TESTO>
Gianluca Savoini, presidente dell’associazione Lombardia-Russia, ha un rapporto ventennale con Matteo Salvini, tanto da essere stato il suo portavoce quando venne eletto segretario della Lega.
E su quello nessuno può fare marcia indietro. Quello che Salvini e i suoi stanno cercando di far passare nelle ultime ore è che Savoini non abbia alcun ruolo nelle delegazioni ufficiali del ministro in trasferta a Mosca.
“L’associazione Lombardia-Russia non ha nulla a che vedere con la Lega. Gianluca Savoini non ha mai fatto parte di delegazioni ufficiali in missione a Mosca con il ministro. A nessun titolo”, ha detto l’attuale portavoce di Salvini nella giornata di ieri, 11 luglio, come riferisce Repubblica.

MATERIALE DI PARTENZA>

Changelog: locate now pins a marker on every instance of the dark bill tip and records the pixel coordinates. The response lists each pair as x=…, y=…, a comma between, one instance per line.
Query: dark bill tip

SFIDA>
Riscrivi per intero il testo su Savoini e Salvini, senza cambiare nulla.

SOLUZIONE ESERCIZIO>
Gianluca Savoini, presidente dell’associazione Lombardia-Russia, ha un rapporto ventennale con Matteo Salvini, tanto da essere stato il suo portavoce quando venne eletto segretario della Lega.
E su quello nessuno può fare marcia indietro. Quello che Salvini e i suoi stanno cercando di far passare nelle ultime ore è che Savoini non abbia alcun ruolo nelle delegazioni ufficiali del ministro in trasferta a Mosca.
“L’associazione Lombardia-Russia non ha nulla a che vedere con la Lega. Gianluca Savoini non ha mai fatto parte di delegazioni ufficiali in missione a Mosca con il ministro. A nessun titolo”, ha detto l’attuale portavoce di Salvini nella giornata di ieri, 11 luglio, come riferisce Repubblica.